_TEXT TO READ_:
DECEMBER 27, 2002


Mahathir's Succession Map

What will happen when Malaysia's Prime Minister -- Asia's longest-serving ruler -- steps down late in 2003? Here's the likely scenario

By Michael Shari in Singapore
Edited by Patricia O'Connell

When Malaysian Prime Minister Mahathir Mohamad announced in June that he would step down in 2003, the Southeast Asian nation of 22 million people was unprepared. Asia's longest-serving ruler, Mahathir has been in office 21 years -- and he has made an indelible imprint on Malaysia's society and economy. And after his announcement, Mahathir would let slip only the vaguest hints about his plans for retirement and succession.
In recent months, however, Mahathir and senior officials of the ruling United Malays National Organization Party (UMNO) have dropped enough hints for diplomats and economists in Kuala Lumpur to sketch a reasonably clear scenario for succession. Also clear are the 76-year-old Prime Minister's plans for the next general election, the makeup of the next Cabinet, and even a sense of how the next government will manage the economy. While the overall flavor of Malaysian politics isn't expected to change much, the impact on Malaysian business -- which Mahathir has shaped through personal relationships with the country's tycoons since taking office in 1981 -- could be profound.

_GIVEN INSTRUCTION A_:
In the article on Mahathir's succession, edit everything from "By Michael Shari" down to "retirement and succession.", changing "ruler" to "leader".
_GIVEN INSTRUCTION B_:
Please condense the paragraph of the article on Mahathir's succession that opens "In recent months, however" into a shorter version that keeps its main facts.
_GIVEN INSTRUCTION C_:
Carry on the article on Mahathir's succession from the point where it stops.
The listing that comes next is separate material and has no connection to the article on Mahathir's succession.

_DATA EXCERPT_:
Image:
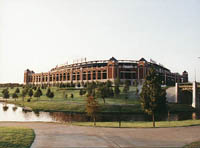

_EXPECTED OUTPUT A_:
By Michael Shari in Singapore
Edited by Patricia O'Connell

When Malaysian Prime Minister Mahathir Mohamad announced in June that he would step down in 2003, the Southeast Asian nation of 22 million people was unprepared. Asia's longest-serving leader, Mahathir has been in office 21 years -- and he has made an indelible imprint on Malaysia's society and economy. And after his announcement, Mahathir would let slip only the vaguest hints about his plans for retirement and succession.

_EXPECTED OUTPUT B_:
Recent hints from Mahathir and senior UMNO officials have let diplomats and economists in Kuala Lumpur sketch a fairly clear succession scenario. The 76-year-old Prime Minister's plans for the next general election and Cabinet are also clear, as is a sense of how the next government will handle the economy. Malaysian politics should change little, but the impact on business, which Mahathir has shaped through personal ties with tycoons since 1981, could be profound.

_EXPECTED OUTPUT C_:
The moguls whose businesses grew during Mahathir's reign -- and who managed to survived the Asian financial crisis of 1997-98 -- appear to be scrambling to prepare for a more competitive business environment. Infrastructure kingpin Ananda Krishnan, who has investments in industries that require government licenses, such as cell-phone networks and gaming, raised $1.2 billion in asset sales in 2002. Securities analysts in Kuala Lumpur claim that Krishnan is preparing to reinvest the funds outside the country -- which his aides vigorously deny.

MORE OF THE SAME. And then there's Tengku Mahaleel, CEO of national carmaker Perusahaan Otomobil Nasional (Proton). The auto company will remain protected until 2005, when tariffs on cars manufactured in Southeast Asia will drop to 20% from current levels of as high as 300%. Twelve months ago, Mahaleel embarked on a three-year project to invest nearly $1 billion in developing a new engine and models, as well as building a modern assembly plant on the outskirts of Kuala Lumpur. "We're preparing for a worst-case scenario," says a Proton spokesman.
Some diplomats and economists, who spoke on condition of anonymity, see Mahathir's succession and the general election unfolding in the fourth quarter of 2003, probably in November or December. First, Mahathir will chair the Organization of Islamic Conference (OIC) summit in October as planned, marking his final act as Prime Minister and allowing him to "go out on a high note," says one diplomat. Then Mahathir would step down, with current Home Affairs Minister Abdullah Badawi, his handpicked successor, replacing him as Prime Minister.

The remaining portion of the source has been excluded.